What this task involves |
Wherever a line in the records below contains "illuminated", copy that line.

Region pointing data |
-- -- --

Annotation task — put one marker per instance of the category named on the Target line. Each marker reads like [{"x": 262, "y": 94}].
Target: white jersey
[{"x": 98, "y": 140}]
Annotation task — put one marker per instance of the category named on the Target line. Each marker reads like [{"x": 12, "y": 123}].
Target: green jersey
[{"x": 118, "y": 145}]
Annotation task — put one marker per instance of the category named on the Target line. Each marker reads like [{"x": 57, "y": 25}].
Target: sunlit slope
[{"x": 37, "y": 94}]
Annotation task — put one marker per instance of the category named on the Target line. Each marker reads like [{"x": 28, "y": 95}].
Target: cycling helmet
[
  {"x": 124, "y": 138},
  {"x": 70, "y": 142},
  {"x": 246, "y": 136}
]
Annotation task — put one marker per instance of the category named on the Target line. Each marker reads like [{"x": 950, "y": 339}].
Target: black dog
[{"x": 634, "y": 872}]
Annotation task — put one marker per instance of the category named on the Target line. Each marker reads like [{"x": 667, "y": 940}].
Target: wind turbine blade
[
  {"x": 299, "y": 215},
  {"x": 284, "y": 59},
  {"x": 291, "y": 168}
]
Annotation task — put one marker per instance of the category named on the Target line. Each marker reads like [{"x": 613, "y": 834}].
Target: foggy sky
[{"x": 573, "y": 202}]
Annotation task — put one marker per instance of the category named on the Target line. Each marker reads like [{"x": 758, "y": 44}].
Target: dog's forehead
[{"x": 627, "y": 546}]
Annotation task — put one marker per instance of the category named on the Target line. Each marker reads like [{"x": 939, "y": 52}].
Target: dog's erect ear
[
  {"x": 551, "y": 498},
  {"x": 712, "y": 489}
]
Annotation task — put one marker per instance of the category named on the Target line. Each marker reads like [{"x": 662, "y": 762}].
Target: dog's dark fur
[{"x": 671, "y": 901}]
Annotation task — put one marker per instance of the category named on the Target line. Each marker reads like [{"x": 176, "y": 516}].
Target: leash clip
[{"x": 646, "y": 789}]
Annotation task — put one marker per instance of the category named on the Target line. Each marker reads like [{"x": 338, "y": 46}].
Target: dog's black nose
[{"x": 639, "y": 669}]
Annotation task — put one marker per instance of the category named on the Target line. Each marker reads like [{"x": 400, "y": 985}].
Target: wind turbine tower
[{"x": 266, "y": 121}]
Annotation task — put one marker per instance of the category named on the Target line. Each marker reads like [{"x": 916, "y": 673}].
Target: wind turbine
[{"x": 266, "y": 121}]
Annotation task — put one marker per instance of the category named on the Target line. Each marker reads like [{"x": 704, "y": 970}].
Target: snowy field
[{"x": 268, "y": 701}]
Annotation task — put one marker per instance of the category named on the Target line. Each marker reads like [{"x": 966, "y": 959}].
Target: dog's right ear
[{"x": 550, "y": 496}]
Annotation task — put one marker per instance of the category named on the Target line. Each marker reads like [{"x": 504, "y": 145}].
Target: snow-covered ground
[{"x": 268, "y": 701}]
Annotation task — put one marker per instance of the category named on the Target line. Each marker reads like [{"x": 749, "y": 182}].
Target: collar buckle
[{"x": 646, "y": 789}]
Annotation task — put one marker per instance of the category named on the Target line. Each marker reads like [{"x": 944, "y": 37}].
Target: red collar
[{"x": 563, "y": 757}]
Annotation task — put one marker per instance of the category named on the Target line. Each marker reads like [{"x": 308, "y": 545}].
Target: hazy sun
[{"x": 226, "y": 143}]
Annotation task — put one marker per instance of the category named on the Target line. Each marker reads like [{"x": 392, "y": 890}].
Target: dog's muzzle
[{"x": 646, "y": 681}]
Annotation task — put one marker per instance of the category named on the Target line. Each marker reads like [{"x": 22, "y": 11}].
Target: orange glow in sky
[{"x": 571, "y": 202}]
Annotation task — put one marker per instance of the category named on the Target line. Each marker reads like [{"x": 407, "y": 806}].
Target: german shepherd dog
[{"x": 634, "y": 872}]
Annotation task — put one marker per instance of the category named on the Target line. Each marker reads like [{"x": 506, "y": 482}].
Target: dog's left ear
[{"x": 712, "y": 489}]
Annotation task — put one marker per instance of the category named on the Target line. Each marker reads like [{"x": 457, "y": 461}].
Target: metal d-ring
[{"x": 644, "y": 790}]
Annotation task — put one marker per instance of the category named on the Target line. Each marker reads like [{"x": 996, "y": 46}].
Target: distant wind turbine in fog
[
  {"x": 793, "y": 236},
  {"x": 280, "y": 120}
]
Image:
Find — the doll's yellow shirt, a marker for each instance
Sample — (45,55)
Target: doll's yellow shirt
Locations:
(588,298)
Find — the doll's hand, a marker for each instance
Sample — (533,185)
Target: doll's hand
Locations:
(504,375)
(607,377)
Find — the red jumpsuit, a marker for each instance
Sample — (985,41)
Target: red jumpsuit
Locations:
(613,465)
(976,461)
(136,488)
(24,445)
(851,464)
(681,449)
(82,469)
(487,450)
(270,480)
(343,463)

-- -- --

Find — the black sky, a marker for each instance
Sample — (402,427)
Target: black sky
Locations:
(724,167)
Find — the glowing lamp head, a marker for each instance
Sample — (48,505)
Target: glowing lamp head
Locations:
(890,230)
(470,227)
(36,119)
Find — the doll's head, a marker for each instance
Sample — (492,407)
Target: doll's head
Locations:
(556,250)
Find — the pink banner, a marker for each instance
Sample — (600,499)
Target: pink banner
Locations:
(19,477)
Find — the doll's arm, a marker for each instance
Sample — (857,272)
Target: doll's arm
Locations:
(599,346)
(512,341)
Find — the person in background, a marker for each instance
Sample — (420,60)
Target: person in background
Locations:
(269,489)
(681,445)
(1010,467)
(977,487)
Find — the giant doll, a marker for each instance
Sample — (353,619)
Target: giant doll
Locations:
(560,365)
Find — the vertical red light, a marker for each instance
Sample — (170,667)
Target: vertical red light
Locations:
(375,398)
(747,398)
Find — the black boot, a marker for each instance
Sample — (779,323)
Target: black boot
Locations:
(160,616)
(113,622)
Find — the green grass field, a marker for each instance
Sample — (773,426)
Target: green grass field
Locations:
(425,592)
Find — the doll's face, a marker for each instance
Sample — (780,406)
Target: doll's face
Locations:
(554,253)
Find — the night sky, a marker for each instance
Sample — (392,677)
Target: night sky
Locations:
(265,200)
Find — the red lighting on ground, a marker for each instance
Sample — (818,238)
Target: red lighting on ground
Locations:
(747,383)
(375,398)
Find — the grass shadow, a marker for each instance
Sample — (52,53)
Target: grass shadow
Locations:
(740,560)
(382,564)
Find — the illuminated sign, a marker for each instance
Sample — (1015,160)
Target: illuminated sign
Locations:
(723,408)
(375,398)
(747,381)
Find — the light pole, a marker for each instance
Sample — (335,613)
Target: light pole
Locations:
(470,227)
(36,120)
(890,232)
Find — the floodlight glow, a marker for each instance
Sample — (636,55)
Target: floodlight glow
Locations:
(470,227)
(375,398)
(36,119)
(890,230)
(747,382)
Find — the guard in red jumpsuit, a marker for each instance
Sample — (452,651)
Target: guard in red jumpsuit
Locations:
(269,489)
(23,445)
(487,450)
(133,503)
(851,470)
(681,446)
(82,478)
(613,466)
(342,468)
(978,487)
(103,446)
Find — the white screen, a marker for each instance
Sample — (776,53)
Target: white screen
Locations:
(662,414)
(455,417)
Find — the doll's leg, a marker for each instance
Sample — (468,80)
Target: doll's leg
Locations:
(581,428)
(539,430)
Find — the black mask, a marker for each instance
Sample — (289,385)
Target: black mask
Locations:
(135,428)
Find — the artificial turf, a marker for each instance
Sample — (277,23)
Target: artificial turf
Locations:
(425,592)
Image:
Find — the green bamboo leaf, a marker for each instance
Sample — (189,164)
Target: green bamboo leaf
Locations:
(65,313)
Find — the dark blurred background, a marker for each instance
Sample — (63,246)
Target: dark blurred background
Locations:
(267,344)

-- -- --

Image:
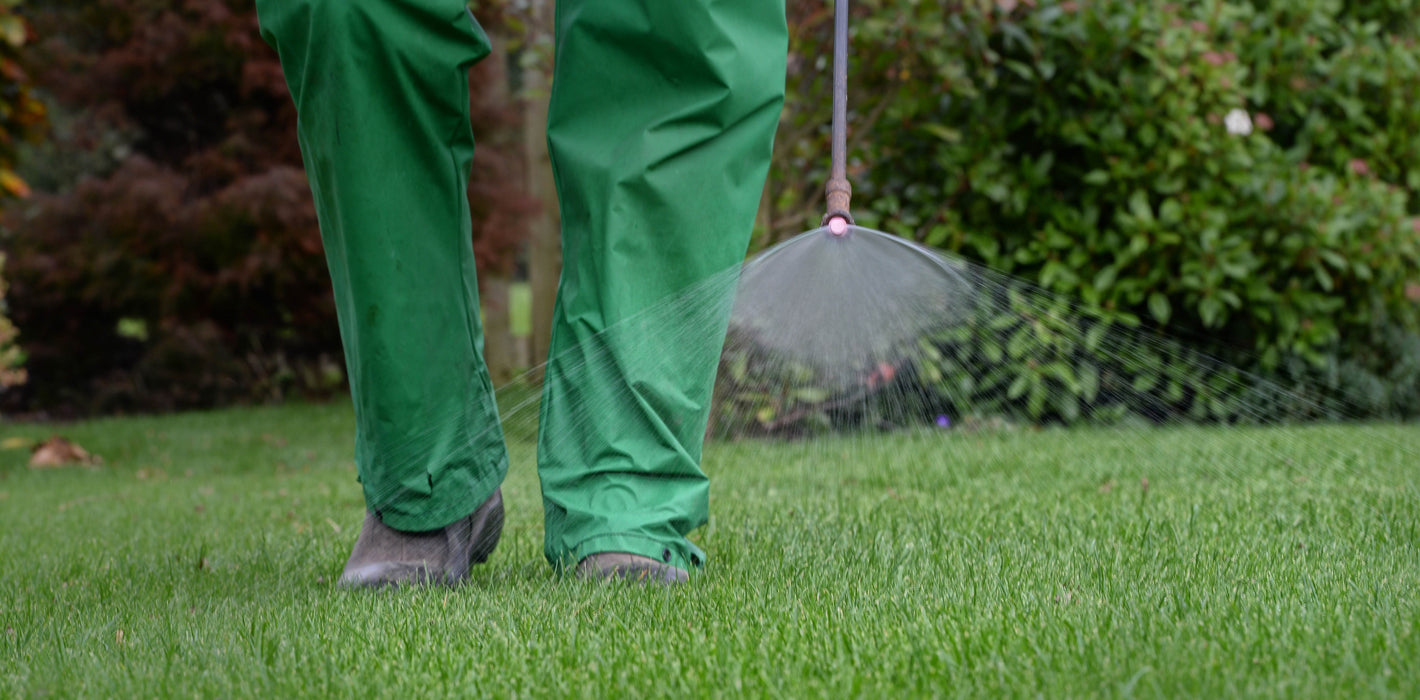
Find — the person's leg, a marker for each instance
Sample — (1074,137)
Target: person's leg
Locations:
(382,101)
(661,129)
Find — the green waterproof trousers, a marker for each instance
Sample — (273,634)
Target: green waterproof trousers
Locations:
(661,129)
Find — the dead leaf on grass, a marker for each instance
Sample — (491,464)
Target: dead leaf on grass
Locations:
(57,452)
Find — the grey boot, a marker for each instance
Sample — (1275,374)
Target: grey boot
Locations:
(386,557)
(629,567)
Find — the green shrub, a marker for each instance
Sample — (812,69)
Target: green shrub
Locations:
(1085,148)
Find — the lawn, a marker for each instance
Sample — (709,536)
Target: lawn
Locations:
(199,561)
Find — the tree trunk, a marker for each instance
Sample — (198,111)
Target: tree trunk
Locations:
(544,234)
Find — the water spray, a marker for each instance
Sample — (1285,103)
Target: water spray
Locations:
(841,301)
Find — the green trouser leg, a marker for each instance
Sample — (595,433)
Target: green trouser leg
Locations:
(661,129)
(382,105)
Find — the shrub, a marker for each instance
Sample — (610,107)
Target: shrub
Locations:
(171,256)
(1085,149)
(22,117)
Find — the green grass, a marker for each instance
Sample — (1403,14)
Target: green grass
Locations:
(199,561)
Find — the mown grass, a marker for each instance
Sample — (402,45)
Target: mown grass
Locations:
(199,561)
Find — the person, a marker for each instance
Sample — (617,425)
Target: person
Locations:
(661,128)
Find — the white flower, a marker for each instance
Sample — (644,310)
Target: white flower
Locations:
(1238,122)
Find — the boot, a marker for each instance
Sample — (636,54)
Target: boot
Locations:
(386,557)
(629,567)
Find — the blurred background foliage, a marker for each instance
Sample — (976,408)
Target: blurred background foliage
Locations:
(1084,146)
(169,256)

-- -- --

Expected answer |
Find — the illuminated sign, a marker for each instance
Target: illuminated sign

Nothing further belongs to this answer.